What you will do » Reproduce the data below line for line, keeping every character unchanged.

++++

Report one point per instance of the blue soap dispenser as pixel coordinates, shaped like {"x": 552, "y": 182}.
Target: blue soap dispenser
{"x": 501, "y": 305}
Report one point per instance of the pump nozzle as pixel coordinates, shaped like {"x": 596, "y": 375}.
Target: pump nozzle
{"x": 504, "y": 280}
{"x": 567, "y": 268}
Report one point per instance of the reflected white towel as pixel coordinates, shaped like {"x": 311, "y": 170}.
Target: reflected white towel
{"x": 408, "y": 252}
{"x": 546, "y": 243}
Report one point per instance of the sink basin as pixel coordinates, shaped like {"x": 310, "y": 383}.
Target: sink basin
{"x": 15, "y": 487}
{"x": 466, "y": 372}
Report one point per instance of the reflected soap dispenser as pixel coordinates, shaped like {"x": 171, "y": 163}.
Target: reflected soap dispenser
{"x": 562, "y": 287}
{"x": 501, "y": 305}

++++

Completed exercise »
Report one point per instance of the blue soap dispenser as pixel coordinates, shaped like {"x": 552, "y": 182}.
Target: blue soap dispenser
{"x": 501, "y": 305}
Report one point per instance of the pump nozzle as pixel coordinates, shaped like {"x": 596, "y": 375}.
Target: pump nozzle
{"x": 504, "y": 280}
{"x": 567, "y": 268}
Report one point per instance of the reflected white towel as pixel coordinates, shaped like {"x": 311, "y": 170}.
Target: reflected white towel
{"x": 408, "y": 252}
{"x": 546, "y": 243}
Report one point per instance of the sink basin as pixel coordinates, shaped like {"x": 310, "y": 383}.
Target: sink basin
{"x": 15, "y": 487}
{"x": 466, "y": 372}
Report one point per instance of the reflected soap dispenser as pixel coordinates, shaped like {"x": 171, "y": 163}.
Target: reflected soap dispenser
{"x": 562, "y": 287}
{"x": 501, "y": 305}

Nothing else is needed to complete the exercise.